*PROMPT 1*:
Write out the genome assembly notes from "Kevin thought it" to "contig join sites.", keeping every word the same.
*PROMPT 2*:
Continue the genome assembly notes from the point where they end.

Create a new SFF file (using sfffile utility) with unmapped data in file “no_Hyp.sff”
It may be beneficial to hang onto “too short” reads for use in assemblers which utilize shorter reads.
You can also use Megablast and NCBI's Taxonomy Report to identify contaminants.
Newbler-assembly2
Uses clean data (no H. Pylori) from newbler-clean1
One less small contig, mostly the same
Newbler *
Changed expected coverage to 60x– This number is closer to the real coverage based on better estimates of genome size.
Still reported 41 contigs (or maybe one less?)
good news- All contigs map to reference genome
Map-colorspace3 (Map-colorspace directories begin indexing at 3 rather than 1)
The scripts ran in this directory were originally intended for finding inverseions from mate-pair reads.
New features have been added since then.
Now looks for reads between contigs
Tries to orient contigs
Newbler-partial3
attempts to use only partially mapped/unmapped reads
Plan is to later map contigs from this assembly to the full contigs from before (extend edges?)
Megablast, blastn, blat, find dna differences are four methods for mapping partially mapped reads onto contigs created by newbler.
Megablast and blastn showed very similar results
blat
output is a psl file
Nice results
Very sensitive but also very slow
Shows matches down to 14 bases in size
can handle intros and splice sites
May be too sensitive for some purposes
There are some parameters you can tweak which will alter the output.
Kevin thought it would be best to keep blat's default parameters and filter output.
A script was written to filter output and find the best matches.
For a resequencing project, take all contigs, map with blat, sort by start site and build a scaffold according to the order of the start sites of each contig.
Find dna differences
Shows differences between contigs and a reference genome in a human readable format
Newbler-assembly4
Adds partial3 contigs to full search as reads
Didn't seem to help much
The resulting output had fewer total bases and more contigs than originally - perhaps worse.
Newbler-assembly5
Utilized Sanger reads produced by David Bernick to join contigs
45 Sanger reads total
Sanger reads were created by running pcr on conjectured contig join sites.
Two possible methods for guessing contig join sites
Use mate-pair data from solid run as evidence to create primers
David Bernick used know Crispr repeats. Some contigs showed the start of a repeat, while others showed the end
After adding Sanger reads, the final assembly went down to 31 contigs
In contig-length.rdb
Most reads have ~0.16 reads/base
The reads/base metric was utilized because computation was simpler than coverage.

*MATERIAL SUPPLIED*:
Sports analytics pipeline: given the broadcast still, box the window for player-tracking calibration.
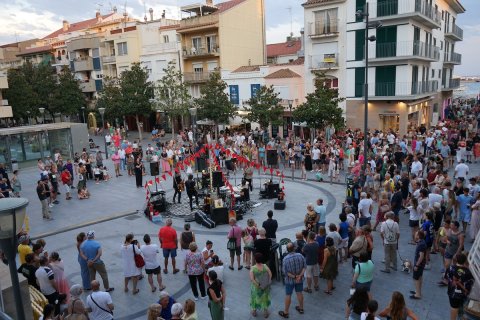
[117,42,128,56]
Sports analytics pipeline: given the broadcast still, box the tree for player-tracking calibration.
[51,68,87,115]
[196,72,237,136]
[293,74,345,130]
[156,61,191,139]
[245,86,284,129]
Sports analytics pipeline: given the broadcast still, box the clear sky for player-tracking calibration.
[0,0,480,76]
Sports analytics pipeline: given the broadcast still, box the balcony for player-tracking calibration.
[442,79,460,91]
[443,52,462,64]
[368,41,440,63]
[370,0,442,29]
[309,53,338,72]
[445,24,463,41]
[308,20,338,39]
[183,46,220,59]
[73,57,93,72]
[80,80,97,92]
[183,72,211,83]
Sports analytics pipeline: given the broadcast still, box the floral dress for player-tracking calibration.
[250,264,272,310]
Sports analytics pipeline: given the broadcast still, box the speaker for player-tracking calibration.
[267,150,278,166]
[150,162,159,176]
[212,171,223,188]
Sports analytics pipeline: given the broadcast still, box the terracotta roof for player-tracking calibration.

*EXPECTED OUTPUT 1*:
Kevin thought it would be best to keep blat's default parameters and filter output.
A script was written to filter output and find the best matches.
For a resequencing project, take all contigs, map with blat, sort by start site and build a scaffold according to the order of the start sites of each contig.
Find dna differences
Shows differences between contigs and a reference genome in a human readable format
Newbler-assembly4
Adds partial3 contigs to full search as reads
Didn't seem to help much
The resulting output had fewer total bases and more contigs than originally - perhaps worse.
Newbler-assembly5
Utilized Sanger reads produced by David Bernick to join contigs
45 Sanger reads total
Sanger reads were created by running pcr on conjectured contig join sites.

*EXPECTED OUTPUT 2*:
Some reads had greater reads/base ~0.32 (qty. 3) and ~0.44 reads per base
Could 0.32 reads/base indicate two occurences of the contig in the genome?
Could 0.44 occur three times in the genome?
All 0.16 reads/base contigs occured a single time in the genome
2/3 0.32 reads/base appeared twice in the genome.
1/3 0.32 reads/base was a short contig and was within the expected deviation in reads/base from a sequencing run
0.44 reads/base occured twice, not three times
Less contigs and more bases
Map-colorspace5
map-colorspace has many parameters.
You can list all the parameters by issuing the command “map-colorspace –help”
Lots of output files using this command (~2 per contig). May prove problematic with assemblies that contain many contigs
Set length parameters using a histogram of reads mapped to contigs
merge_cross option merges all cross products into a single file rather than (number of contigs)^2 files
scaffold fasta & and color qualities are thrown out in this method
If F3 or R3 maps, the program aggresivly tries to map the paired read.
Output
Uniquely mapped reads mapped both F3 and R3 (Forward and Reverse) reads to the same contig
Multiply mapped- can map to multiple contigs
Wrong range, only F3 or R3 map
Summary File
Maps F3 and R3 from the end of one contig to the beginning of another
Shows that contigs are near, not touching.
short contigs may be skipped in paired end reads
QUESTION: Can we make a single connected graph using this data and all possible paths? -sometimes if data is particularly coherent. not guaranteed.